Task to carry out ▸ Lines holding the string "bird" are the ones to copy from this listing.
*** Block opens ***
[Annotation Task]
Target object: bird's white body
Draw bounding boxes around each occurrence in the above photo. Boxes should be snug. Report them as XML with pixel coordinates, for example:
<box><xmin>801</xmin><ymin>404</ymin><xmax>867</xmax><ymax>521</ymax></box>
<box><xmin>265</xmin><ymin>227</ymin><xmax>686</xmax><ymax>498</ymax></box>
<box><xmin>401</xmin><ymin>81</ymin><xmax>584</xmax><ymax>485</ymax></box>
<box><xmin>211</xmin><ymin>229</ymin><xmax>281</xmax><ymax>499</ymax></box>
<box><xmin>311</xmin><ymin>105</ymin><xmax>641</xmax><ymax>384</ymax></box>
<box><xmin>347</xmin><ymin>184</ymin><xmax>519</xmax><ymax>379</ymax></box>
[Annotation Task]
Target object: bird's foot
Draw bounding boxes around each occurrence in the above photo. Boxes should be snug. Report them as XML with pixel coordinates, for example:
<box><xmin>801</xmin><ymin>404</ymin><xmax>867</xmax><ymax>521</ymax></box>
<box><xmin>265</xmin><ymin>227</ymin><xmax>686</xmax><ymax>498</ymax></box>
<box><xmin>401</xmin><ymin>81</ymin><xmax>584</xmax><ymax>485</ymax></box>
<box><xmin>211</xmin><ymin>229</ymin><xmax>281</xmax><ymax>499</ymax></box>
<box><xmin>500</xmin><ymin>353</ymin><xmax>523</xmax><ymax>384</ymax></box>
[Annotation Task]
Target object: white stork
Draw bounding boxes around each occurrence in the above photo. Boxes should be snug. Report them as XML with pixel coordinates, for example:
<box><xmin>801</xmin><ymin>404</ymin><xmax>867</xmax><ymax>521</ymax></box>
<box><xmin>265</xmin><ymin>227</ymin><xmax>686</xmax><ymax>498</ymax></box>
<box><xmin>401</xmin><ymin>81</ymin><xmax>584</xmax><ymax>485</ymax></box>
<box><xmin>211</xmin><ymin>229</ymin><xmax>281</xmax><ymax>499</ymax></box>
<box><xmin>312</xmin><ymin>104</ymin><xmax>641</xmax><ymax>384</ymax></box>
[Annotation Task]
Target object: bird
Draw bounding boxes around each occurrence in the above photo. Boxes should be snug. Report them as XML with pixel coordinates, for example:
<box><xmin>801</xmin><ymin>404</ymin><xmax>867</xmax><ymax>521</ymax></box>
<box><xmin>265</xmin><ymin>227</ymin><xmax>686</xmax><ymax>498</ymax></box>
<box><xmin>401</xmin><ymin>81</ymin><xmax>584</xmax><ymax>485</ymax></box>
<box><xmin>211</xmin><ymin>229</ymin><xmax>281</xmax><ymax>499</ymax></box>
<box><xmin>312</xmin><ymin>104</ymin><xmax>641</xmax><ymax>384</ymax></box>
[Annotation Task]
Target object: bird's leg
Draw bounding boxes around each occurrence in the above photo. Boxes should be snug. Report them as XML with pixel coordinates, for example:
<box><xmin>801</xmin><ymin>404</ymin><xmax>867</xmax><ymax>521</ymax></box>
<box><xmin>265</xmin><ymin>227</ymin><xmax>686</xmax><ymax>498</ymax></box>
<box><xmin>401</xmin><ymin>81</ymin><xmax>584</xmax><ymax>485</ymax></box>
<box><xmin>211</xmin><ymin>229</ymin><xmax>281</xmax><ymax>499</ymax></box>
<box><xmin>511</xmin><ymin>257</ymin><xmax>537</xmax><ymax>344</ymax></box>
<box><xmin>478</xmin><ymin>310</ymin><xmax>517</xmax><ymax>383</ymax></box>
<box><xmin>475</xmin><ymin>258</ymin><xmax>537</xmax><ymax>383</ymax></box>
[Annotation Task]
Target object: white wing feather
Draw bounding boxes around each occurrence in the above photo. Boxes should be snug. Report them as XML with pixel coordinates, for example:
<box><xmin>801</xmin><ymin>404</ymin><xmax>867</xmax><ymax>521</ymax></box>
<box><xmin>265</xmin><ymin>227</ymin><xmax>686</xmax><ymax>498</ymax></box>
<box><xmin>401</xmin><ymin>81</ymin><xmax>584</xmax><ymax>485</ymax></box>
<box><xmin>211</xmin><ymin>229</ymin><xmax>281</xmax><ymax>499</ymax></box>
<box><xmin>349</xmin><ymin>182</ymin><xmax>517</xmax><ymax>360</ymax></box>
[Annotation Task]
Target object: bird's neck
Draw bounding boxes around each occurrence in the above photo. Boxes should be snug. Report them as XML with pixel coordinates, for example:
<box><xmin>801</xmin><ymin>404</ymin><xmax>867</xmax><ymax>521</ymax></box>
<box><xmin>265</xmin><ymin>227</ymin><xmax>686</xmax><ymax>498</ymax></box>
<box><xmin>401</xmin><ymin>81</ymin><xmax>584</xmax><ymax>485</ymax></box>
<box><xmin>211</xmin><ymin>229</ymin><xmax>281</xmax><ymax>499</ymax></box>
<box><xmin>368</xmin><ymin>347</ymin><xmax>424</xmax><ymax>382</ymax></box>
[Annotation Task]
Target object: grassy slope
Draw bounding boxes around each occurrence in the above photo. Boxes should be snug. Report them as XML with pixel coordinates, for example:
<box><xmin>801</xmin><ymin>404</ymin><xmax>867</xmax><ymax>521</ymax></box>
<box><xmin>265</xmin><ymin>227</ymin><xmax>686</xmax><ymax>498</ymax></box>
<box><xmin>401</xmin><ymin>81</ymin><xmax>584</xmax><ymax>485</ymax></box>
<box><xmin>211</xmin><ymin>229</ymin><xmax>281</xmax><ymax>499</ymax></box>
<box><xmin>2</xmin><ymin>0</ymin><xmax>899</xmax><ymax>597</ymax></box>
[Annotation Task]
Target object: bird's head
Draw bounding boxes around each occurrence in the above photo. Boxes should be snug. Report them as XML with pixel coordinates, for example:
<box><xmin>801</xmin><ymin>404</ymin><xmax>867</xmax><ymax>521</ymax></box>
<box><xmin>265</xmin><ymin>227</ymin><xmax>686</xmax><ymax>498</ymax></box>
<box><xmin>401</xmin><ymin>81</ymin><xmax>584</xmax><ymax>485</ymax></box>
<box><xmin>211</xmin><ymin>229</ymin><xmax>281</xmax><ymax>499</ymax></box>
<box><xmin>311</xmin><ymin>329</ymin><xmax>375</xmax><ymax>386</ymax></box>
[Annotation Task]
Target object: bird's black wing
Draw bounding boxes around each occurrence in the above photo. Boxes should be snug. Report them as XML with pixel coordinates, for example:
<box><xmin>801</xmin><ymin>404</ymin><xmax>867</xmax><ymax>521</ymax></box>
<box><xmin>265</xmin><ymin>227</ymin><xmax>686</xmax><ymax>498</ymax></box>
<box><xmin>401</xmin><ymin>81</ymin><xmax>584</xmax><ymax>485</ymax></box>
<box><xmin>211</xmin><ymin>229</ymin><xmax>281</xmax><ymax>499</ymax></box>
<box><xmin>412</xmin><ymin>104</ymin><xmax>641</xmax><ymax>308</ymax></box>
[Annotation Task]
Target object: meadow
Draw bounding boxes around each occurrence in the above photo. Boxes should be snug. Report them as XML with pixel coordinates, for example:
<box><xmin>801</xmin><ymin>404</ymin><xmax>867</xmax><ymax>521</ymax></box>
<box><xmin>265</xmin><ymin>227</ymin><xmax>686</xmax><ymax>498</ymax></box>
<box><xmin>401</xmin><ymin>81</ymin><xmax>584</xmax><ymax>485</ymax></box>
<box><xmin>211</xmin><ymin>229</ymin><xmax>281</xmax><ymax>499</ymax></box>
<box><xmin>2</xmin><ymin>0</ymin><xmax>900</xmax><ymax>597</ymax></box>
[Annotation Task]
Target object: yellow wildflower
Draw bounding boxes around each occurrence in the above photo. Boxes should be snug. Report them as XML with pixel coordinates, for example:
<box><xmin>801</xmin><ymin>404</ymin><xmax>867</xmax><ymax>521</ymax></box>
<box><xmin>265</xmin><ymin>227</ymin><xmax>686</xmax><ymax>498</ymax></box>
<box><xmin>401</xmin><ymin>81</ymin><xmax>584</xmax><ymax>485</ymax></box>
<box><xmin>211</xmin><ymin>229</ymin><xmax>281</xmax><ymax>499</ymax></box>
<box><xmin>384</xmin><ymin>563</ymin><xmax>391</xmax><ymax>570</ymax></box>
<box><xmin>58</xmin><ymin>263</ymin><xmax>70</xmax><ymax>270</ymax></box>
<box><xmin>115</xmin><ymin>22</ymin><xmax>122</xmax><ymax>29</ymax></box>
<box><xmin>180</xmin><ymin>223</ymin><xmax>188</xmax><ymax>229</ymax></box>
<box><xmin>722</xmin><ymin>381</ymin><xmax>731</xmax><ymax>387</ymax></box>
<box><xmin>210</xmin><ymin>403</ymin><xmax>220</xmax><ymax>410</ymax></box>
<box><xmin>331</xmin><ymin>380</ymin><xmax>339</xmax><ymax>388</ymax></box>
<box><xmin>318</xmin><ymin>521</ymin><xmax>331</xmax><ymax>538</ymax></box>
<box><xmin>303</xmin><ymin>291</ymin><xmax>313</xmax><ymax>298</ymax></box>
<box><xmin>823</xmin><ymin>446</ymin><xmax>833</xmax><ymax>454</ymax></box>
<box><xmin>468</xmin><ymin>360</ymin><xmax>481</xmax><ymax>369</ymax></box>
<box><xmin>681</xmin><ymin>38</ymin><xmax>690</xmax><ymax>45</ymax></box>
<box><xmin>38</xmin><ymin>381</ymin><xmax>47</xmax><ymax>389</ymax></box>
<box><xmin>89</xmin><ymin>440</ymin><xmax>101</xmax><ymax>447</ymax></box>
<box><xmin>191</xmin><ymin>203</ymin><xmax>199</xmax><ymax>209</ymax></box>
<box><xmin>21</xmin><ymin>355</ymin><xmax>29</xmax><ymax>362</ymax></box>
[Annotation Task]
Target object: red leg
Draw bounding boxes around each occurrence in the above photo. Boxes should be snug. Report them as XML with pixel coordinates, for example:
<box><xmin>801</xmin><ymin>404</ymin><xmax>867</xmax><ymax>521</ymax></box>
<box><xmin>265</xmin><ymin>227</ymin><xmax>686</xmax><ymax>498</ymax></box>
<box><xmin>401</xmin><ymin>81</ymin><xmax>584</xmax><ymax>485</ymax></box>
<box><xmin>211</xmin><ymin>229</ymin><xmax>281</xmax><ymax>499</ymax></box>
*** Block closes ***
Result ▸
Target object: bird's white body
Target object: bird's foot
Target object: bird
Target object: bird's leg
Target object: bird's neck
Target object: bird's head
Target object: bird's black wing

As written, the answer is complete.